Records excerpted from a collection:

——————

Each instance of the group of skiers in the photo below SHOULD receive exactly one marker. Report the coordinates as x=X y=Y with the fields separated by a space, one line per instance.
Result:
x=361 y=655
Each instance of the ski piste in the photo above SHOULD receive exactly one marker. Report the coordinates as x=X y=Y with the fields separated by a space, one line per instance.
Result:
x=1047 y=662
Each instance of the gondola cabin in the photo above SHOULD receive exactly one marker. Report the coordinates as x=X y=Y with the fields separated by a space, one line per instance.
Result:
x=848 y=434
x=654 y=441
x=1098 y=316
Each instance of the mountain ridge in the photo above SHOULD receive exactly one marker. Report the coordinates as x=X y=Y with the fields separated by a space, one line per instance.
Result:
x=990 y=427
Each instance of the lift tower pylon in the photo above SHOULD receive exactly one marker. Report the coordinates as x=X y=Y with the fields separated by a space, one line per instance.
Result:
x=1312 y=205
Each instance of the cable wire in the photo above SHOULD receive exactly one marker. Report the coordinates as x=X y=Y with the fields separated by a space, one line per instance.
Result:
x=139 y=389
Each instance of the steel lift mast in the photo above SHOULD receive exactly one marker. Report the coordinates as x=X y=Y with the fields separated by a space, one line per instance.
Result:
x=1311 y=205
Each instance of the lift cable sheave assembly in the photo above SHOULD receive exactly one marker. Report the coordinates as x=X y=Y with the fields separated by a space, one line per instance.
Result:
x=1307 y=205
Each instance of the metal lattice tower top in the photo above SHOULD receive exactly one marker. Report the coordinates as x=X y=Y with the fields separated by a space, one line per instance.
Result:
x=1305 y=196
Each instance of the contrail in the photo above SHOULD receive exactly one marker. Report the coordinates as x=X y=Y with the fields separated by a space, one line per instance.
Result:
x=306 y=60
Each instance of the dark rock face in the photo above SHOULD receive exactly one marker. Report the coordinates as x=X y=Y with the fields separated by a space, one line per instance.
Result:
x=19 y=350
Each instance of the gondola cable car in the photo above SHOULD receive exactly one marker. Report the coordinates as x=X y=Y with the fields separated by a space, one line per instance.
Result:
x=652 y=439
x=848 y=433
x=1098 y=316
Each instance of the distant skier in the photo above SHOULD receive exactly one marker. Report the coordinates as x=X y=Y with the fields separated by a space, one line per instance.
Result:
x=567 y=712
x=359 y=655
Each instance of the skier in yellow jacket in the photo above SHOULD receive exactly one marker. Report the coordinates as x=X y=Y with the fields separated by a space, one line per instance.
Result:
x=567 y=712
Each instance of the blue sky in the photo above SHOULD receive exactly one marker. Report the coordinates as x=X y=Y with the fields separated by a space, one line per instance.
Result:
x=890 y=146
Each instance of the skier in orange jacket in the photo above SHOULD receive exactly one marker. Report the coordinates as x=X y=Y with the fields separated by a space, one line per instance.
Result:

——————

Required task
Hand back the material above in full, exactly as written.

Task answer
Each instance of the group of skiers in the photo below SHOULD receive exactly one marker. Report the coordinates as x=X y=Y with the fields separated by a space, one line per instance.
Result:
x=361 y=655
Each instance of the ski piste in the photo above SHOULD receive exactly one marker. Report the coordinates as x=X y=Y with the fields separated by a space, one line per instance.
Result:
x=1047 y=662
Each instance of the gondola cabin in the photo above SHOULD receive exactly one marker. Report the coordinates as x=X y=Y with the fields separated by a space, one line per instance.
Result:
x=848 y=434
x=654 y=441
x=1098 y=316
Each instance of the mountain ridge in the photo above SHOULD receive exactly one marker. Report the coordinates as x=X y=Y with the fields separated by a space, one line per instance.
Result:
x=990 y=427
Each instance of the lift tower pylon in the photo above SHOULD receive exactly one marker. Report the coordinates as x=X y=Y with the fields separated by a space, one line per instance.
Result:
x=1312 y=205
Each instance of the cable wire in the photo above SHOULD receive exactly one marker. Report the coordinates as x=X y=Y with the fields separated by a space, one line per instance.
Result:
x=139 y=389
Each instance of the steel lift mast in the photo above SHOULD receive exactly one marker. Report the coordinates as x=X y=Y with the fields separated by a space, one line per instance.
Result:
x=1311 y=205
Each instance of the lift cable sheave assembly in the photo above SHOULD receive exactly one marker. Report the coordinates as x=X y=Y with the fields separated by a space, one line per instance.
Result:
x=1307 y=205
Each instance of the metal lattice tower top in the photo above SHOULD receive exactly one marker. Report the coordinates as x=X y=Y with the fields separated by a space, one line per instance.
Result:
x=1305 y=196
Each instance of the contrail in the photo above SHOULD receive exactly one marker. Report the coordinates as x=X y=Y with the fields separated by a space, one line per instance.
Result:
x=306 y=60
Each instance of the dark rock face in the photo above SHOULD receive exactly one marker. Report the coordinates as x=X y=Y with the fields separated by a space, one line per instance.
Result:
x=19 y=350
Each instance of the gondola cable car in the photo above SHOULD receive exactly one marker. Report the coordinates as x=X y=Y with the fields separated by a space, one line per instance.
Result:
x=652 y=439
x=848 y=433
x=1098 y=316
Each instance of the distant skier in the photo above SHOULD receive exactly one marker. Report the coordinates as x=X y=Y with the fields separated by a space, one line per instance.
Result:
x=567 y=712
x=359 y=655
Each instance of the skier in yellow jacket in the photo above SHOULD receive exactly one marker. Report the coordinates as x=X y=Y with the fields separated by a space, one line per instance.
Result:
x=567 y=712
Each instance of the blue sky in the photo above SHOULD receive exactly one marker. Report the coordinates as x=X y=Y with the fields separated by a space, one line per instance.
Result:
x=890 y=146
Each instance of the skier in orange jacket in the photo above SHOULD receive exactly one marker. Report the coordinates as x=X y=Y with the fields separated by a space, one line per instance.
Result:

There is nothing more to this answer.